_Supplied passage_:
....................

Cut two of the back and one of the front on the fold.
Step Two: Sewing the Perfect Beach Dress
Use a French seam to sew the two back pieces together, then sew the sides. Here is a useful tutorial if you don't know How to sew a French Seam.
If you are not using a French seam, keep your seam allowance at 5/8″
Step Three: Making your bias tape
We're going to use bias tape in two parts of the dress –along the front neckline and back which will also then form the straps of the dress. We'll start with the front neckline.
The fabric I am using is hand dyed and beautiful, so I decided to use the same fabric and make my own bias tape. With this design the bias tape actually becomes the straps for the dress, so an attractive choice of fabric is important. If you want to do the same, please check out our tutorial on Making continuous bias binding tape.
Step Four: Apply bias tape to the front neckline
Gather or make tiny darts to reduce the neckline to 10 inches for sizes XXS, XS and S. To 12 inches for M, L and to 13 inches for XL and XXL. To gather the neckline sew a straight stitch at 1/4″ from the edge. Sew another beside that stitch at another 1/4″ further in. Then pull both of the bobbin threads to gather the fabric. For more guidance on quick and easy gathering, please check out our tutorial.
Start on the right side of the fabric and pin the bias tape on the right side of the fabric. Trim the seam allowance by half to reduce the bulk of the fabric.
Fold the bias tape and sew again on the right side of the fabric.
Step Five: Attach the bias tape straps
Start by folding the top edge of fabric and iron it. Pin the long strip of bias tape from the back where the ring will be located and continue to pin all the way to the front. The bias tape will become the straps for the dress. Start to sew from the back and continue to sew the whole bias tape transforming the bias tape into the strap for the dress.
Step Six: Attach the ring
Before we can finish, we have to attach the ring to the back of the dress.
Thread the fabric through the ring, fold the fabric again another 1/2″ and pin the fabric. Push the fabric to one side and continue pinning the fabric down. Take it to the sewing machine and sew at 1/8″. I found that for this step, it helped to change the foot to a zipper foot to be able to sew closer to the ring. Please give it a try if you have one.
Step Seven: Finishing the Perfect Beach Dress
Thread the slider under over and under and slide it to the front
Then thread the strap over the ring through the hole and under the bar of the slider. This step is easier if you pull the fabric up then threading the strap under the slider is easier to do.
Fold the end of the strap to hide the raw edge and sew it down by hand or us your sewing machine.
Next will be to make a seam for the hem 5/8″ to 1 inch from the edge. With the help of your seam ripper or tailor's awl, pull the threads out up to the seam to make a frill. This raw edge style seems to be so popular now.
When the raw edge style passes though, you can just cut the treads and hem the dress normally.
You are done. Off to the pool or beach!

....................

_Given entries_:
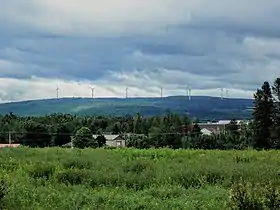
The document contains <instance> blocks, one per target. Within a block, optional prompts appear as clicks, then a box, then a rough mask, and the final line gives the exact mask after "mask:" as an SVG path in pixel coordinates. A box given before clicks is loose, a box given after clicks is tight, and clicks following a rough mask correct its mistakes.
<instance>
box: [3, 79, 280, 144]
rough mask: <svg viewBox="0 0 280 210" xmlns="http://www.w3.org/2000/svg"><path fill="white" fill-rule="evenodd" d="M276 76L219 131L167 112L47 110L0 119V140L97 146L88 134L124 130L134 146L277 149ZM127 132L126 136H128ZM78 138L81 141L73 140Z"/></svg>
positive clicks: (263, 87)
mask: <svg viewBox="0 0 280 210" xmlns="http://www.w3.org/2000/svg"><path fill="white" fill-rule="evenodd" d="M279 92H280V78H277V79H275V81H274V83H273V84H272V85H270V84H269V83H268V82H264V83H263V85H262V87H261V88H260V89H258V90H257V91H256V93H255V94H254V109H253V116H252V117H253V120H252V121H251V122H250V123H249V124H248V123H241V124H237V122H236V121H235V120H234V119H232V121H231V123H230V124H229V125H228V126H227V127H226V130H225V131H224V132H222V133H217V134H213V135H210V136H206V135H202V134H201V130H200V127H199V124H198V123H197V122H195V121H194V122H192V120H191V119H190V118H189V116H188V115H187V114H185V115H184V116H182V115H178V114H176V113H172V112H168V113H167V114H165V115H159V116H152V117H144V116H142V115H140V114H137V115H135V116H130V115H127V116H121V117H116V116H76V115H71V114H59V113H58V114H52V115H47V116H38V117H35V116H29V117H23V116H17V115H15V114H13V113H10V114H8V115H4V116H1V117H0V140H1V142H2V143H7V142H9V140H11V141H12V142H13V143H20V144H23V145H26V146H30V147H46V146H62V145H65V144H67V143H69V142H70V141H71V136H73V137H74V139H75V140H76V141H75V144H76V146H78V145H79V147H101V146H103V145H104V139H103V140H102V138H101V139H100V141H98V142H95V141H97V140H96V139H92V137H91V136H92V134H98V135H100V136H102V135H103V134H106V133H110V134H123V135H124V136H126V138H127V142H128V146H131V147H136V148H151V147H154V148H160V147H170V148H174V149H177V148H197V149H199V148H201V149H244V148H248V147H254V148H259V149H270V148H277V149H278V148H280V93H279ZM127 134H130V135H129V136H127ZM79 139H80V142H81V141H83V142H84V143H82V144H81V143H80V142H78V140H79Z"/></svg>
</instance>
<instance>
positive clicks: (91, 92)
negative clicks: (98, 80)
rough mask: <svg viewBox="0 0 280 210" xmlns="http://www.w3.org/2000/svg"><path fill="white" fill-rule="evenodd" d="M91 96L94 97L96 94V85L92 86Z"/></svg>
mask: <svg viewBox="0 0 280 210" xmlns="http://www.w3.org/2000/svg"><path fill="white" fill-rule="evenodd" d="M90 89H91V98H94V95H95V87H91V88H90Z"/></svg>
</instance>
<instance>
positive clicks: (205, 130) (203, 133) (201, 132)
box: [201, 128, 213, 136]
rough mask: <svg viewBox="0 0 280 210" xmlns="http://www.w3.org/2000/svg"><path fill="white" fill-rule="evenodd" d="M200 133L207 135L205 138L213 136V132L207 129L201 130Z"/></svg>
mask: <svg viewBox="0 0 280 210" xmlns="http://www.w3.org/2000/svg"><path fill="white" fill-rule="evenodd" d="M201 133H202V135H207V136H210V135H212V134H213V132H212V131H210V130H208V129H207V128H202V129H201Z"/></svg>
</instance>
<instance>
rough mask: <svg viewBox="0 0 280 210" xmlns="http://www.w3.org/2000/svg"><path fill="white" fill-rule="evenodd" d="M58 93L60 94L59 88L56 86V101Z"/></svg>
mask: <svg viewBox="0 0 280 210" xmlns="http://www.w3.org/2000/svg"><path fill="white" fill-rule="evenodd" d="M58 93H59V87H58V85H57V86H56V99H58Z"/></svg>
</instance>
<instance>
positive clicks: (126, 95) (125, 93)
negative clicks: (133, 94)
mask: <svg viewBox="0 0 280 210" xmlns="http://www.w3.org/2000/svg"><path fill="white" fill-rule="evenodd" d="M125 98H128V87H126V88H125Z"/></svg>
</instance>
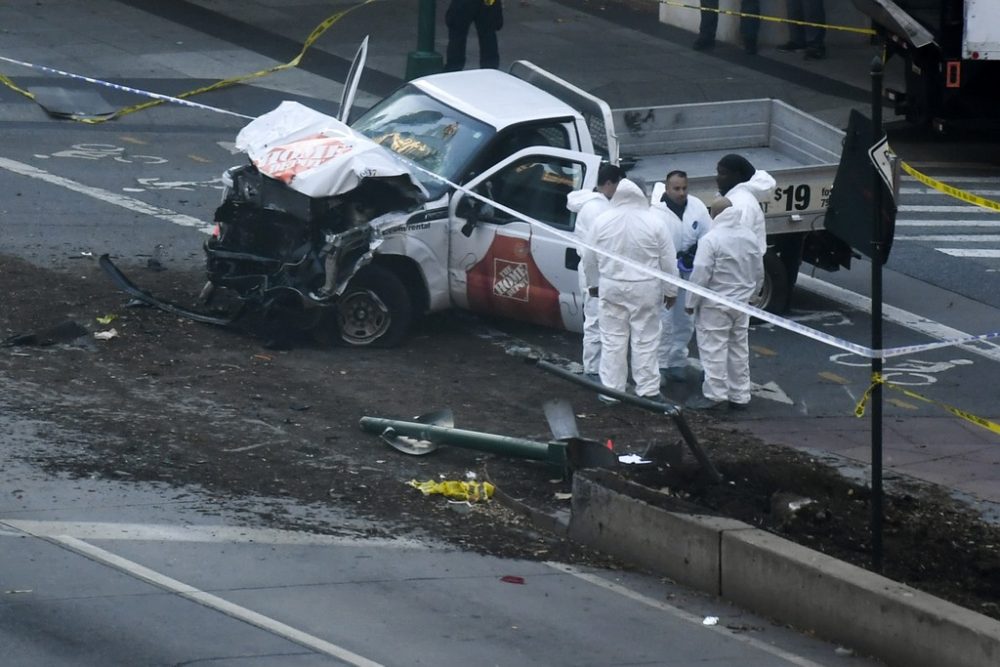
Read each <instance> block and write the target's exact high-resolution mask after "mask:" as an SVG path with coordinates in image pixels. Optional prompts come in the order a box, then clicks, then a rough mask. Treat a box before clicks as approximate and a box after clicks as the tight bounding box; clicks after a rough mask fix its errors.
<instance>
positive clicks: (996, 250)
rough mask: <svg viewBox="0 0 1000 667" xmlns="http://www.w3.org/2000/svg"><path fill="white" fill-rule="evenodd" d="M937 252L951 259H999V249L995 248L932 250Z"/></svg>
mask: <svg viewBox="0 0 1000 667" xmlns="http://www.w3.org/2000/svg"><path fill="white" fill-rule="evenodd" d="M934 249H935V250H937V251H938V252H943V253H944V254H946V255H951V256H952V257H978V258H981V259H997V258H1000V249H997V248H934Z"/></svg>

....................

_Work required_: Reproduce the part of the beach dress instructions above from "Step Six: Attach" to "easier to do.".

_Response area_:
Step Six: Attach the ring
Before we can finish, we have to attach the ring to the back of the dress.
Thread the fabric through the ring, fold the fabric again another 1/2″ and pin the fabric. Push the fabric to one side and continue pinning the fabric down. Take it to the sewing machine and sew at 1/8″. I found that for this step, it helped to change the foot to a zipper foot to be able to sew closer to the ring. Please give it a try if you have one.
Step Seven: Finishing the Perfect Beach Dress
Thread the slider under over and under and slide it to the front
Then thread the strap over the ring through the hole and under the bar of the slider. This step is easier if you pull the fabric up then threading the strap under the slider is easier to do.